Extract each line of the records below that contains the string "white". Reproduce those lines unaltered and in their original order.

(SUPPLIED DATA):
────────────────

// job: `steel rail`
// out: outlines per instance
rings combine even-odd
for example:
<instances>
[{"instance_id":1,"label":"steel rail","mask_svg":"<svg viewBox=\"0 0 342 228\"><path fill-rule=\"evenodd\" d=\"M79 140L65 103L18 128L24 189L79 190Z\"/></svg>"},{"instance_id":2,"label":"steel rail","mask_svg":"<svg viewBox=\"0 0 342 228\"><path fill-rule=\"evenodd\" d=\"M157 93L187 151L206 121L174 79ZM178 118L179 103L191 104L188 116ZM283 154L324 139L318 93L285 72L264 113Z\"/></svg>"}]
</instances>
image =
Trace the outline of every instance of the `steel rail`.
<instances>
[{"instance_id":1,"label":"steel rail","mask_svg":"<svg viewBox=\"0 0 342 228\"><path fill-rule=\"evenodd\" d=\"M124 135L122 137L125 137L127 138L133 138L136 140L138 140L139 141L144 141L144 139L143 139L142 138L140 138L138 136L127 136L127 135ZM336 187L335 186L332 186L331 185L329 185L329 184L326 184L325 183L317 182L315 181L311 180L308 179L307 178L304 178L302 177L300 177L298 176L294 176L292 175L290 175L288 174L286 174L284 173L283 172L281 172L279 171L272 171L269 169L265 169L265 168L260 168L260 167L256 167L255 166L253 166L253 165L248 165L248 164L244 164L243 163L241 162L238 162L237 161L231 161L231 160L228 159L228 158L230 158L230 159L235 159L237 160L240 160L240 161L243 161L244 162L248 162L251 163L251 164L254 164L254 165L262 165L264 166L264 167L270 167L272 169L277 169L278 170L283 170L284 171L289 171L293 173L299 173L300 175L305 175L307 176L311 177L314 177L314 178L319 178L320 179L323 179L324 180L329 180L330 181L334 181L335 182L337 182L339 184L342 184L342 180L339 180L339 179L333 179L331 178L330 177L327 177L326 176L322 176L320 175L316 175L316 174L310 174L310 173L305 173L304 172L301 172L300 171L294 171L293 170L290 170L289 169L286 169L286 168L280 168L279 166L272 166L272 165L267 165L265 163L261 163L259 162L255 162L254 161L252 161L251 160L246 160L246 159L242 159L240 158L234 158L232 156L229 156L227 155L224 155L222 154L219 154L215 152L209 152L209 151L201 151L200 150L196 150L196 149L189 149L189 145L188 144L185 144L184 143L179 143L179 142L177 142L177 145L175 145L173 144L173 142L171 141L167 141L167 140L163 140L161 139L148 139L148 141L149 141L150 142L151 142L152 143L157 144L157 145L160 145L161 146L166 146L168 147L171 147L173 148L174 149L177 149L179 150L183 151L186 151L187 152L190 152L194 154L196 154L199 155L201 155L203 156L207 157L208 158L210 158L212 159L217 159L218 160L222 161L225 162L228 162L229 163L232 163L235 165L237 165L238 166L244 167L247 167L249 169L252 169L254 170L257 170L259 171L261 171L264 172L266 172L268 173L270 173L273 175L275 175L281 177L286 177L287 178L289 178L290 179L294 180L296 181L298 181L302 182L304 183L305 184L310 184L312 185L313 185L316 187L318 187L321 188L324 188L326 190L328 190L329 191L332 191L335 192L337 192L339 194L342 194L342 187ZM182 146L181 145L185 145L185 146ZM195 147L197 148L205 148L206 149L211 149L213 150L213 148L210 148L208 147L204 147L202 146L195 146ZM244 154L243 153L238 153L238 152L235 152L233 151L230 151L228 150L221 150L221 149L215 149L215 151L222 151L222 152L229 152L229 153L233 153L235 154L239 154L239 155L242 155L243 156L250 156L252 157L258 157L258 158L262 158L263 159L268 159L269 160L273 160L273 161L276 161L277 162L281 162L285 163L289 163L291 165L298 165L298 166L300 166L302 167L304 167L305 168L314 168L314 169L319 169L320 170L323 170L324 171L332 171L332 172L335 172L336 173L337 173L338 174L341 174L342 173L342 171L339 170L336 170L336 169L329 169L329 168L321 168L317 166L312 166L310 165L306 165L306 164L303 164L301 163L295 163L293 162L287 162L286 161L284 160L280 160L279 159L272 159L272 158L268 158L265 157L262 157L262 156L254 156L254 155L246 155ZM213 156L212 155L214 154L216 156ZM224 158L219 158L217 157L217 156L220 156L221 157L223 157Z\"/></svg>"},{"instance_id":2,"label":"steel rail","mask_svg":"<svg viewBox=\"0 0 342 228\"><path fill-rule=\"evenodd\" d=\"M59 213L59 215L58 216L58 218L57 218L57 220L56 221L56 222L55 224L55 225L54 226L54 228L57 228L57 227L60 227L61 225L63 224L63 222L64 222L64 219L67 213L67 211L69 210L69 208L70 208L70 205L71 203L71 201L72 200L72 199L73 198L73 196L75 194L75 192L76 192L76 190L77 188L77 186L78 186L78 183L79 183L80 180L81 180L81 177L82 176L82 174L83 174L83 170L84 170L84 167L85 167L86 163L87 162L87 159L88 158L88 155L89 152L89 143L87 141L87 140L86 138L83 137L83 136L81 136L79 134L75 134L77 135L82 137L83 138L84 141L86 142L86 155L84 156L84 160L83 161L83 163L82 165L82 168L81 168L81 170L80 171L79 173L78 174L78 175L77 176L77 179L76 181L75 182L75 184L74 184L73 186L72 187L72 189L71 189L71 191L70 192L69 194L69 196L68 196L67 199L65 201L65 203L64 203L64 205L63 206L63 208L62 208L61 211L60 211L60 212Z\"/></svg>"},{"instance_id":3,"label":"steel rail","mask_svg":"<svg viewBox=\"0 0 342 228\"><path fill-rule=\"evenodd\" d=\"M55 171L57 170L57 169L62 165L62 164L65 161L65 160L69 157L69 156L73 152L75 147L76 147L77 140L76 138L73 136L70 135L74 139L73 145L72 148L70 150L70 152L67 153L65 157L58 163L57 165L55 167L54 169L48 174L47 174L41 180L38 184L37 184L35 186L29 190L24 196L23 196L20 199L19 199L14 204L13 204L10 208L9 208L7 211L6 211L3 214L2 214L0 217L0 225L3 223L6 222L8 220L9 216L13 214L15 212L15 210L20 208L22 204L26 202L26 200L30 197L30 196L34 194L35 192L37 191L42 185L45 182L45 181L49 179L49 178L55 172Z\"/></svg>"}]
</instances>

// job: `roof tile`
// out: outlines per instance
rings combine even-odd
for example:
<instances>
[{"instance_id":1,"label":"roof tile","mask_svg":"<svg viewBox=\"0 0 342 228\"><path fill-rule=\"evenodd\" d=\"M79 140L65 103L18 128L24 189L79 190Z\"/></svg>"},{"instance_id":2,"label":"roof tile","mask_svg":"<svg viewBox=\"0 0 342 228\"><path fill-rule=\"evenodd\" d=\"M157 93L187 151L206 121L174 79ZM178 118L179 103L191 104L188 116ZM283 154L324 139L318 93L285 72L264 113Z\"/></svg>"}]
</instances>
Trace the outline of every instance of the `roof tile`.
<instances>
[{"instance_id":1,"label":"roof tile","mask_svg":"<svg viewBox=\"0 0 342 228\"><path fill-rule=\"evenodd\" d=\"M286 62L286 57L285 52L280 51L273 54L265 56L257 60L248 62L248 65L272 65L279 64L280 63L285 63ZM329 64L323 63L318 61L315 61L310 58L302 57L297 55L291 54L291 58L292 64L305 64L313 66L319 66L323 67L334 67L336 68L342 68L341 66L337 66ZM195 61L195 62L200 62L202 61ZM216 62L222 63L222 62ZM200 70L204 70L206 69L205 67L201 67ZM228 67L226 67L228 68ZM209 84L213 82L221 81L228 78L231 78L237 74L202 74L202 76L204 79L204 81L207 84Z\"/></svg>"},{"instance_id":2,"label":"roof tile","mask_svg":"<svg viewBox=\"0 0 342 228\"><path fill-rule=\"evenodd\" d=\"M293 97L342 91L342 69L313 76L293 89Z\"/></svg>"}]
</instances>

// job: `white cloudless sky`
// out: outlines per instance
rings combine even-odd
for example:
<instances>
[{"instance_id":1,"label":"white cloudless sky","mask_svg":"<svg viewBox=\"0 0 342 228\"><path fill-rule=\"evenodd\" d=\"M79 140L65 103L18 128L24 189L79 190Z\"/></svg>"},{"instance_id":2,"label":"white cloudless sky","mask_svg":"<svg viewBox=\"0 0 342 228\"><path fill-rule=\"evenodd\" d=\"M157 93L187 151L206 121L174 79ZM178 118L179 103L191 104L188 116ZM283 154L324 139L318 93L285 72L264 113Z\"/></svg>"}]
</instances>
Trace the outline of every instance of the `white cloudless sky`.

────────────────

(RESULT FOR THIS EXERCISE):
// job: `white cloudless sky`
[{"instance_id":1,"label":"white cloudless sky","mask_svg":"<svg viewBox=\"0 0 342 228\"><path fill-rule=\"evenodd\" d=\"M79 140L65 103L18 128L24 189L79 190Z\"/></svg>"},{"instance_id":2,"label":"white cloudless sky","mask_svg":"<svg viewBox=\"0 0 342 228\"><path fill-rule=\"evenodd\" d=\"M157 93L187 151L206 121L174 79ZM178 118L179 103L191 104L188 116ZM283 154L324 139L318 93L285 72L264 113Z\"/></svg>"}]
Trace the outline of every instance of the `white cloudless sky`.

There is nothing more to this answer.